- _Working data_:
━━━━
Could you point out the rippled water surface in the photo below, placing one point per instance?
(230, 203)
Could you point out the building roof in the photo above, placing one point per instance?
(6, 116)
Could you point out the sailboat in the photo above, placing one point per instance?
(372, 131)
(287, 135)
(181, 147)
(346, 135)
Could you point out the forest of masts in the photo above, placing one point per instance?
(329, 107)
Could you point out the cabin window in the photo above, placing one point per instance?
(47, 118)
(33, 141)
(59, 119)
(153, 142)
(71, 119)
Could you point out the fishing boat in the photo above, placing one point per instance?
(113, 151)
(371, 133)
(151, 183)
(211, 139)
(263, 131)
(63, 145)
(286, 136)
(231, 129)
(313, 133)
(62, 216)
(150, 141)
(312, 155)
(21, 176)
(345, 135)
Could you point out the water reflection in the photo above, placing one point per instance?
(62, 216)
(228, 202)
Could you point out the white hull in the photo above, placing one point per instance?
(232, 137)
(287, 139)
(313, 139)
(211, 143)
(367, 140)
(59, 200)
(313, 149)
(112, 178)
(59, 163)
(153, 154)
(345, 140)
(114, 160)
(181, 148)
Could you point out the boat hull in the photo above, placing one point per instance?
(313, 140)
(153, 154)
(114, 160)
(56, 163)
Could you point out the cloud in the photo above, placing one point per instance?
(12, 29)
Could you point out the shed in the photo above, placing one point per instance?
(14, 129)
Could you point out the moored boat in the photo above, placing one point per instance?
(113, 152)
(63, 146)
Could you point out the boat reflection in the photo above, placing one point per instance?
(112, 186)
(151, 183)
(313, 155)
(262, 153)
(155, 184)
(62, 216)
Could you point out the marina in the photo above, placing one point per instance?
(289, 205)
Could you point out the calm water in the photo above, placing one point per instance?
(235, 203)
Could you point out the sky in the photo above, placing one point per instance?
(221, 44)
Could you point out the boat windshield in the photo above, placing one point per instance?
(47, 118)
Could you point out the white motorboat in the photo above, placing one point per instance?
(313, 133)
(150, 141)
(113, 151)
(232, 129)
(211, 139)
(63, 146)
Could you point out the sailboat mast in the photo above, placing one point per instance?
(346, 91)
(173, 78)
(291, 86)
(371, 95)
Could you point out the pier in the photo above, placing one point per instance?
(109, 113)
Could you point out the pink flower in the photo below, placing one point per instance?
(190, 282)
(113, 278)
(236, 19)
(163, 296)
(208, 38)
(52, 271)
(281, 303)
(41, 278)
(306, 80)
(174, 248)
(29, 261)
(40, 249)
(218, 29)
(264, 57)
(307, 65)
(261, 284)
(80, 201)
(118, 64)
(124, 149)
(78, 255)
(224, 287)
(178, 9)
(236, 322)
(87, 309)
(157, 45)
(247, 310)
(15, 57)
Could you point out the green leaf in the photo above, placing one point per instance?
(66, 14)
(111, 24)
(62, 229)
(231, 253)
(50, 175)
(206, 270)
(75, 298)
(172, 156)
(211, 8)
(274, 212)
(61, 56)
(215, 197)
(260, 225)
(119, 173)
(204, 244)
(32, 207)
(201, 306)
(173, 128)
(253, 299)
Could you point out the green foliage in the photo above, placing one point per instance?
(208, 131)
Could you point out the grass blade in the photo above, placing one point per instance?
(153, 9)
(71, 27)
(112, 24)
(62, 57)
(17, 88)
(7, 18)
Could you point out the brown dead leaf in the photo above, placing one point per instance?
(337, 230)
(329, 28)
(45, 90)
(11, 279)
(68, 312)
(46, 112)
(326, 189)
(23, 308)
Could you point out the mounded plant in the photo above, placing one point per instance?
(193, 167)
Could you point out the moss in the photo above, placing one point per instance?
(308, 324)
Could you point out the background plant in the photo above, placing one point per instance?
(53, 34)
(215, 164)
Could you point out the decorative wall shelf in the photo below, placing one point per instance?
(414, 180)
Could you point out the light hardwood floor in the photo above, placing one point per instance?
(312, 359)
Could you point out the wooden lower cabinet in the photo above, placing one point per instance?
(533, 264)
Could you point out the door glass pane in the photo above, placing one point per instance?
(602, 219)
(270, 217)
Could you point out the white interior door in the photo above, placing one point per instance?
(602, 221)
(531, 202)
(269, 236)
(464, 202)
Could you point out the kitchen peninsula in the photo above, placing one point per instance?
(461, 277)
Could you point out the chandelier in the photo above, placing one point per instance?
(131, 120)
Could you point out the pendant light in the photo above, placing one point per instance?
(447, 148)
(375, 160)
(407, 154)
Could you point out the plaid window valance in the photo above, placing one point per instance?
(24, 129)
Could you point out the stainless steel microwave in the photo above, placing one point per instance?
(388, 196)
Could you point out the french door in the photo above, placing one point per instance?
━━━━
- _What the task requires_: Give every entry again, character for character.

- _Task response_:
Could you point out the rippled water surface in the photo below, placing one point per instance?
(230, 203)
Could you point out the building roof in the photo above, placing one point per instance?
(6, 116)
Could you point out the sailboat in the photo above, placing one point per instance?
(372, 131)
(287, 135)
(181, 147)
(346, 135)
Could you point out the forest of masts in the photo above, placing one point per instance?
(329, 107)
Could you point out the cabin window in the photo above, placing one point per instance?
(47, 118)
(33, 141)
(59, 119)
(153, 142)
(71, 119)
Could you point out the fishing boat in the photo above, placing one point per instance?
(113, 151)
(371, 133)
(151, 183)
(211, 139)
(263, 131)
(63, 145)
(286, 136)
(231, 129)
(313, 133)
(62, 216)
(150, 141)
(312, 155)
(21, 176)
(345, 135)
Could you point out the water reflection in the photo above, placing one point per instance?
(62, 216)
(228, 202)
Could you point out the white hull in the photo above, placing one point per instance?
(232, 137)
(287, 139)
(313, 139)
(211, 143)
(367, 140)
(59, 200)
(313, 149)
(112, 178)
(59, 163)
(153, 154)
(345, 140)
(114, 160)
(181, 148)
Could you point out the boat hull in the photo above, placing one point per instance?
(313, 140)
(153, 154)
(114, 160)
(56, 163)
Could you point out the cloud in the photo above, placing one point per instance?
(12, 29)
Could you point out the shed in the photo above, placing one point per instance?
(14, 129)
Could you point out the moored boat in the photo above, placing one point per instance?
(113, 152)
(63, 146)
Could you point out the boat reflection in the photo above, placing one point per instance?
(112, 186)
(151, 183)
(313, 155)
(262, 153)
(155, 184)
(62, 216)
Could you point out the marina in the photo above, placing one point per instance?
(289, 205)
Could you point out the calm water in the photo above, placing one point per instance?
(235, 203)
Could you point out the sky in the photo above, placing one point per instance?
(221, 44)
Could you point out the boat windshield in the photo above, placing one point per instance?
(47, 118)
Could you point out the white motorboat in the photo above, placing one point per instance?
(313, 133)
(150, 141)
(113, 151)
(232, 129)
(211, 139)
(63, 146)
Could you point out the sailboat mast in the photo above, placing one point per instance?
(346, 91)
(173, 78)
(291, 86)
(371, 95)
Could you point out the pier in the photo above, placing one point per instance?
(109, 113)
Could you point out the pink flower in the photo below, placing one point per instance?
(190, 282)
(113, 278)
(236, 19)
(163, 296)
(208, 38)
(52, 271)
(281, 303)
(41, 278)
(306, 80)
(174, 248)
(29, 261)
(40, 249)
(218, 29)
(264, 57)
(307, 65)
(261, 284)
(80, 201)
(118, 64)
(124, 149)
(78, 255)
(224, 287)
(178, 9)
(236, 322)
(87, 309)
(157, 45)
(247, 310)
(15, 57)
Could you point out the green leaf in the photo above, placing one point per instance?
(66, 14)
(111, 24)
(62, 229)
(231, 253)
(50, 175)
(206, 270)
(75, 298)
(172, 156)
(211, 8)
(274, 212)
(61, 56)
(215, 197)
(260, 225)
(119, 173)
(204, 244)
(32, 207)
(201, 306)
(173, 128)
(253, 299)
Could you point out the green foliage in the photo above, placing one point per instance?
(208, 131)
Could you point out the grass blade in the photo above, placing one point per instance?
(153, 9)
(71, 27)
(112, 24)
(62, 57)
(17, 88)
(7, 18)
Could you point out the brown dead leaf in the photo above, placing one point per instance?
(337, 230)
(329, 28)
(45, 90)
(11, 279)
(68, 312)
(46, 112)
(326, 189)
(23, 308)
Could you point out the mounded plant in the photo above, placing one point per instance?
(193, 167)
Could you point out the moss in the photo above, placing one point per instance?
(308, 324)
Could you point out the background plant in the photo above, placing one point per instance?
(53, 34)
(215, 164)
Could you point out the decorative wall shelf in the photo below, placing one point per instance?
(414, 180)
Could you point out the light hardwood floor in the photo above, placing one point per instance?
(312, 359)
Could you point out the wooden lower cabinet in the photo above, placing one point per instance?
(533, 264)
Could you point out the door glass pane in the photo above, placing one point per instance?
(602, 219)
(270, 217)
Could you point out the white interior door in the photo above, placing one point per instance?
(602, 221)
(531, 202)
(269, 236)
(464, 202)
Could you point out the kitchen peninsula in the photo above, placing one point per instance?
(461, 277)
Could you point out the chandelier in the photo above, placing one point per instance?
(131, 120)
Could you point out the pendant light in the photo above, placing one point per instance?
(447, 148)
(375, 160)
(407, 154)
Could you point out the plaid window valance in the photo above, placing one point per instance?
(24, 129)
Could you point out the stainless steel microwave in the photo above, placing one point per instance?
(388, 196)
Could you point out the french door in the photo above, placing one point per instance?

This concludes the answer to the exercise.